* **DIRECTIONS FOR THIS TASK**
Could you repeat the listing exactly, leaving out the pictures?
*** Opening AVAILABLE DATA ***
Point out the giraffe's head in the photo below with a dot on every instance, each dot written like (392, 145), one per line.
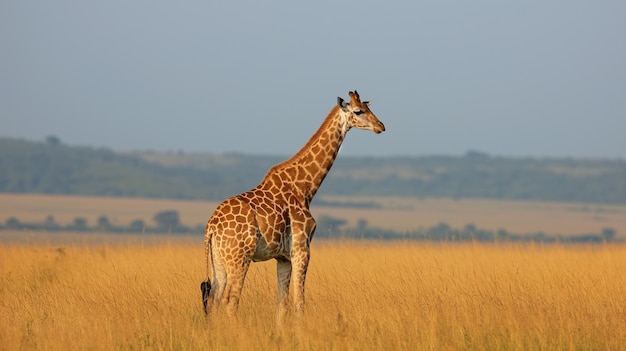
(358, 114)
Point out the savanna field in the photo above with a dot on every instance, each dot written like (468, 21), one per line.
(361, 295)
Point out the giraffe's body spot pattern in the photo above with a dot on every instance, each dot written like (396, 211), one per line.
(273, 221)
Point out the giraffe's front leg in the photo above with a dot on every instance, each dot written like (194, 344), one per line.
(300, 254)
(283, 269)
(300, 260)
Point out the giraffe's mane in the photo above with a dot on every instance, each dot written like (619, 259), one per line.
(304, 150)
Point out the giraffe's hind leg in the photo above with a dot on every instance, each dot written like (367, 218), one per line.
(234, 285)
(205, 287)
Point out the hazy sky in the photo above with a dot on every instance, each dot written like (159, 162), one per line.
(512, 78)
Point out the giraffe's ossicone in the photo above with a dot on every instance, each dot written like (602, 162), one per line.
(273, 221)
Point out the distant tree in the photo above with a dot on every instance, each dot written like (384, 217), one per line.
(138, 225)
(53, 140)
(80, 223)
(608, 234)
(13, 223)
(167, 220)
(104, 223)
(50, 223)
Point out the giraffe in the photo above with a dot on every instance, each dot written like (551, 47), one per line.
(273, 221)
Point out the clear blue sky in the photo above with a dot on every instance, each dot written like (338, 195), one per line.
(512, 78)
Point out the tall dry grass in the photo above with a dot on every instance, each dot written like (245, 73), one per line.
(360, 295)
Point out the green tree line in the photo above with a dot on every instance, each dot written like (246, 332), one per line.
(51, 167)
(168, 221)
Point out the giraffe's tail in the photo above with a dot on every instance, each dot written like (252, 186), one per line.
(205, 286)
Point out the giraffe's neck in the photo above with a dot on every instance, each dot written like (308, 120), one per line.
(305, 171)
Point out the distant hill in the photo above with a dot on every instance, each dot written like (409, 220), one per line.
(52, 167)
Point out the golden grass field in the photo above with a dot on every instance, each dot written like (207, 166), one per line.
(400, 214)
(370, 295)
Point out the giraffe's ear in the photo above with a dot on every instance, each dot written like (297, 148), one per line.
(342, 104)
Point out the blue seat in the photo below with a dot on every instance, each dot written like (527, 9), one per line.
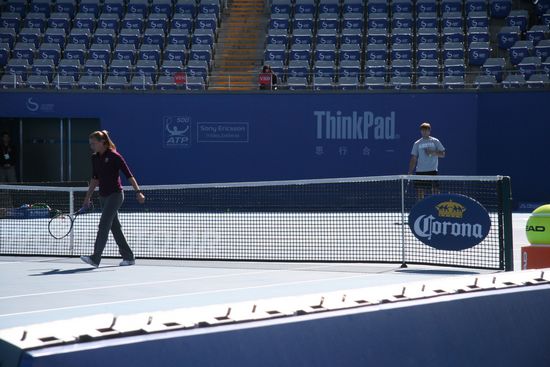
(426, 6)
(452, 34)
(121, 68)
(109, 22)
(129, 37)
(300, 52)
(427, 51)
(477, 19)
(84, 21)
(518, 18)
(160, 22)
(182, 22)
(125, 52)
(114, 7)
(327, 37)
(529, 66)
(140, 7)
(403, 20)
(401, 52)
(201, 53)
(427, 35)
(18, 67)
(350, 53)
(485, 81)
(38, 82)
(114, 82)
(24, 51)
(351, 37)
(30, 35)
(428, 82)
(75, 52)
(282, 21)
(197, 69)
(508, 36)
(454, 68)
(43, 67)
(325, 52)
(150, 53)
(377, 6)
(453, 82)
(188, 7)
(35, 20)
(163, 7)
(349, 68)
(453, 51)
(60, 20)
(428, 67)
(494, 67)
(305, 7)
(179, 37)
(298, 69)
(401, 68)
(302, 37)
(376, 52)
(175, 53)
(94, 68)
(500, 8)
(478, 53)
(520, 50)
(133, 21)
(375, 82)
(478, 34)
(50, 51)
(203, 37)
(401, 6)
(402, 36)
(277, 37)
(275, 53)
(542, 50)
(69, 68)
(147, 68)
(378, 21)
(104, 37)
(377, 36)
(80, 37)
(353, 21)
(154, 37)
(376, 68)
*** Closing AVAILABLE DATA ***
* **RESPONSE**
Point out the giraffe's head in the photo below with a dot on every instance, each dot written like (392, 145), one per line.
(358, 114)
Point out the savanna field in the photo above with a dot on every instance, each dot written like (468, 21), one per line.
(361, 295)
Point out the giraffe's body spot pattern in the photo above with a dot on every instance, each dot written like (396, 211), one per line.
(273, 221)
Point out the giraffe's front leg in the photo above with a dot on every instance, each dot written like (194, 344), one per line.
(300, 254)
(283, 269)
(300, 260)
Point out the giraffe's mane in the photo above with a dot on every instance, each dot written like (619, 259), one per line.
(304, 150)
Point out the giraffe's hind leg in the photo above with a dot on every instance, each dot written like (367, 218), one per line.
(234, 285)
(205, 287)
Point out the hazy sky in the photo above with a dot on every instance, each dot written like (159, 162), one per line.
(512, 78)
Point out the giraffe's ossicone in the photo above with a dot on every instance, each dot written like (602, 162), one per line.
(273, 221)
Point out the distant tree in the photo above with a dot on every instance, each dot written like (384, 217), one per line.
(138, 225)
(53, 140)
(80, 223)
(608, 234)
(13, 223)
(167, 220)
(104, 223)
(50, 223)
Point out the giraffe in the photo above with a dot on every instance, each dot written like (551, 47), one per line.
(273, 221)
Point out the clear blue sky in the photo above with a dot on every instance, each dot written like (338, 195), one per line.
(512, 78)
Point out the tall dry grass in the photo above with a dot on every instance, each dot written like (245, 73), one per line.
(360, 295)
Point out the green tree line in the photo above with a dot on every instance, each dot written like (246, 332), one per line.
(51, 167)
(168, 221)
Point out the giraffe's tail in the photo above with a dot on every instance, each dot written like (252, 186), one per line.
(205, 286)
Point out the giraffe's neck in the photo above with a dot on every instance, each dot written like (308, 120), one per line.
(305, 171)
Point out the distant hill in the photo above with a dot on every instance, each dot written like (409, 220), one per line.
(52, 167)
Point out the golden grass field in the photo above with a dot on every instance, each dot written like (207, 166), one per line.
(400, 214)
(370, 295)
Point out the giraffe's ear in the photo above with a dot on every instance, each dot written like (297, 148), one per line.
(342, 104)
Point out the blue seat in the photo below with a dot on every instance, each dot written like (527, 9), one per line.
(426, 6)
(452, 34)
(121, 68)
(109, 22)
(129, 37)
(300, 52)
(427, 51)
(477, 19)
(84, 21)
(518, 18)
(160, 22)
(182, 22)
(125, 52)
(114, 7)
(327, 37)
(529, 66)
(140, 7)
(403, 20)
(401, 52)
(201, 53)
(427, 35)
(18, 67)
(350, 53)
(485, 81)
(38, 82)
(114, 82)
(24, 51)
(351, 37)
(30, 35)
(428, 82)
(75, 52)
(282, 21)
(197, 69)
(508, 36)
(454, 68)
(43, 67)
(325, 52)
(150, 53)
(377, 6)
(453, 82)
(188, 7)
(35, 20)
(163, 7)
(349, 68)
(453, 51)
(60, 20)
(428, 67)
(494, 67)
(305, 7)
(179, 37)
(298, 69)
(401, 68)
(302, 37)
(376, 52)
(175, 53)
(94, 68)
(500, 8)
(478, 53)
(520, 50)
(133, 21)
(375, 82)
(478, 34)
(50, 51)
(203, 37)
(401, 6)
(402, 36)
(277, 37)
(275, 53)
(542, 50)
(69, 68)
(147, 68)
(378, 21)
(104, 37)
(377, 36)
(80, 37)
(353, 21)
(154, 37)
(376, 68)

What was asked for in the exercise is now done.